*Working data*:

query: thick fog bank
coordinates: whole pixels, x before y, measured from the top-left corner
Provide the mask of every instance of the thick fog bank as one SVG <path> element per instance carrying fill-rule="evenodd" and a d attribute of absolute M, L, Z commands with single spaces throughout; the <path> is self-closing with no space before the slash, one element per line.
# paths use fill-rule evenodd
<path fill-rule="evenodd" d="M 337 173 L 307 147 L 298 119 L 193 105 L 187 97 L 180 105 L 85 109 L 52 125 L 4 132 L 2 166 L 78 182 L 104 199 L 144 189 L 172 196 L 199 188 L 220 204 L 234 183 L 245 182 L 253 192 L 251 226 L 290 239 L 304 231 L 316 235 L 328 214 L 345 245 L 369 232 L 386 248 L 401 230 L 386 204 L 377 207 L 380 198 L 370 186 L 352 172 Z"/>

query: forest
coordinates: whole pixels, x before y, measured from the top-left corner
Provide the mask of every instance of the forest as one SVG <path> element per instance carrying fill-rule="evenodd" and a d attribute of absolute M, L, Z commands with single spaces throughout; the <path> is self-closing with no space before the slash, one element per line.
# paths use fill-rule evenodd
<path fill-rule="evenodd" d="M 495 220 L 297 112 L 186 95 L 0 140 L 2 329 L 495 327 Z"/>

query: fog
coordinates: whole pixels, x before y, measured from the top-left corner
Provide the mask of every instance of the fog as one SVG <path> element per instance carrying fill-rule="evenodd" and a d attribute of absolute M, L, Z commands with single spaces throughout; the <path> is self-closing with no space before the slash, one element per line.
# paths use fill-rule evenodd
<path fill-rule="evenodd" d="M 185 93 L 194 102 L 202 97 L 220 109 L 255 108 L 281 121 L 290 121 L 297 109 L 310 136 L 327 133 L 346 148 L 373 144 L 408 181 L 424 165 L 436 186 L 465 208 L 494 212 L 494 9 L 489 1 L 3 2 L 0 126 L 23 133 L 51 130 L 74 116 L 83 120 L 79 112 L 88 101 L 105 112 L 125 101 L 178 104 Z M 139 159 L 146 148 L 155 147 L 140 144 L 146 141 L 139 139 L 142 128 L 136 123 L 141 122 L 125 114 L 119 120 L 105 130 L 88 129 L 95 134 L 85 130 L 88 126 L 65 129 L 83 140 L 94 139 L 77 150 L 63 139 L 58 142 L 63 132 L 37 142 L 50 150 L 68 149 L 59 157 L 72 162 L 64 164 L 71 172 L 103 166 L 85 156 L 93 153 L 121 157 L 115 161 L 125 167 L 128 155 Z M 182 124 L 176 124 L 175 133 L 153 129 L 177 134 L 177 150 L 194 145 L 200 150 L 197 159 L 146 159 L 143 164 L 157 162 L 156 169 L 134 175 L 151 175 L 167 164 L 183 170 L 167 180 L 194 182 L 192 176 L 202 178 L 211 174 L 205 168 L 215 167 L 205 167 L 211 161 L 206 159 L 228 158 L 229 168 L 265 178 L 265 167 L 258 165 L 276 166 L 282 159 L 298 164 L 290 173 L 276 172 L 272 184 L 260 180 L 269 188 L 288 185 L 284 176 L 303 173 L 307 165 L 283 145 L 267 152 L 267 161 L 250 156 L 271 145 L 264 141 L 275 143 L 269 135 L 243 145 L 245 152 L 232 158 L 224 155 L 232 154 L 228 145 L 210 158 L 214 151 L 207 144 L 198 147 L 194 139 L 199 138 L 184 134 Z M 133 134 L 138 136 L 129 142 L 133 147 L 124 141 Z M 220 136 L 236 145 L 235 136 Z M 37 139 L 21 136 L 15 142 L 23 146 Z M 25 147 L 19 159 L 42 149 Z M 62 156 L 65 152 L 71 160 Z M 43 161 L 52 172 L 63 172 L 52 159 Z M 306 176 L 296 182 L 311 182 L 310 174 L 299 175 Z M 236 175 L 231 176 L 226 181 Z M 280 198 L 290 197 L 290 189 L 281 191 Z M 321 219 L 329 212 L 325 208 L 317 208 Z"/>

*Problem requirements*:
Rewrite all of the lines above as a JSON list of strings, one string per line, leaving out the blank lines.

*Written response*:
[
  "query: thick fog bank",
  "coordinates: whole pixels, x before y, measured from the top-left corner",
  "Provide the mask of every instance of the thick fog bank as one SVG <path> element per instance carrying fill-rule=\"evenodd\" and a d attribute of absolute M, L, Z commands with single spaces throughout; the <path> is self-closing with no space before the slash, one element per line.",
  "# paths use fill-rule evenodd",
  "<path fill-rule=\"evenodd\" d=\"M 337 173 L 307 147 L 298 119 L 193 105 L 187 97 L 180 105 L 85 109 L 52 125 L 4 132 L 2 166 L 78 182 L 104 199 L 144 189 L 172 196 L 199 188 L 220 204 L 234 183 L 245 182 L 253 192 L 251 226 L 290 239 L 304 231 L 316 235 L 328 214 L 345 245 L 369 232 L 386 248 L 401 230 L 386 204 L 377 207 L 380 198 L 370 186 L 352 172 Z\"/>",
  "query: forest",
  "coordinates: whole pixels, x before y, measured from the top-left corner",
  "Provide the mask of every instance of the forest as one SVG <path> element per instance carrying fill-rule=\"evenodd\" and a d attribute of absolute M, L, Z commands with single spaces throughout; the <path> is self-closing with no space before the slash, one element per line.",
  "# paths use fill-rule evenodd",
  "<path fill-rule=\"evenodd\" d=\"M 495 220 L 297 112 L 186 95 L 0 140 L 2 329 L 495 327 Z\"/>",
  "query: fog",
  "coordinates: whole pixels, x before y, measured from the top-left corner",
  "Provide the mask of every instance of the fog as one SVG <path> element per instance carrying fill-rule=\"evenodd\" and a d attribute of absolute M, L, Z commands with single spaces throughout; the <path> is self-closing with no space before the slash, one element per line.",
  "# paths use fill-rule evenodd",
  "<path fill-rule=\"evenodd\" d=\"M 185 93 L 194 102 L 202 97 L 220 109 L 255 108 L 281 121 L 290 121 L 297 109 L 310 136 L 327 133 L 346 148 L 373 144 L 408 181 L 424 165 L 436 186 L 465 208 L 494 212 L 494 9 L 489 1 L 3 2 L 0 126 L 23 133 L 51 130 L 74 116 L 83 120 L 79 112 L 88 101 L 105 112 L 125 101 L 178 104 Z M 139 159 L 146 148 L 155 147 L 140 144 L 146 141 L 139 139 L 142 128 L 136 123 L 141 122 L 125 114 L 119 120 L 105 130 L 88 129 L 95 134 L 85 130 L 88 126 L 65 129 L 83 140 L 94 139 L 77 150 L 63 139 L 58 142 L 63 132 L 37 142 L 50 150 L 68 149 L 59 157 L 72 162 L 64 164 L 71 172 L 103 166 L 85 156 L 93 153 L 121 157 L 115 161 L 125 167 L 128 155 Z M 182 124 L 176 124 L 175 133 L 153 129 L 177 134 L 177 150 L 194 145 L 200 150 L 197 159 L 146 159 L 143 164 L 157 162 L 156 169 L 134 175 L 151 175 L 167 164 L 183 170 L 167 180 L 194 182 L 192 176 L 202 178 L 211 174 L 205 168 L 215 167 L 205 167 L 211 161 L 206 159 L 228 158 L 229 168 L 265 178 L 265 167 L 258 165 L 276 166 L 282 159 L 298 164 L 290 173 L 276 172 L 272 184 L 260 180 L 269 188 L 288 185 L 284 176 L 303 173 L 307 165 L 283 145 L 267 152 L 267 161 L 250 156 L 271 145 L 264 141 L 275 143 L 269 135 L 243 145 L 245 152 L 232 158 L 224 155 L 232 154 L 228 145 L 210 158 L 214 151 L 207 144 L 198 147 L 194 139 L 199 138 L 184 134 Z M 133 134 L 138 136 L 129 142 L 133 147 L 124 141 Z M 220 136 L 236 145 L 235 136 Z M 37 139 L 21 136 L 15 142 L 23 146 Z M 25 147 L 19 159 L 42 149 Z M 62 156 L 65 152 L 71 160 Z M 43 161 L 52 172 L 63 172 L 52 159 Z M 306 176 L 296 182 L 311 182 L 310 174 L 299 175 Z M 236 175 L 231 176 L 226 181 Z M 280 198 L 290 197 L 290 189 L 281 191 Z M 321 219 L 329 212 L 325 208 L 317 208 Z\"/>"
]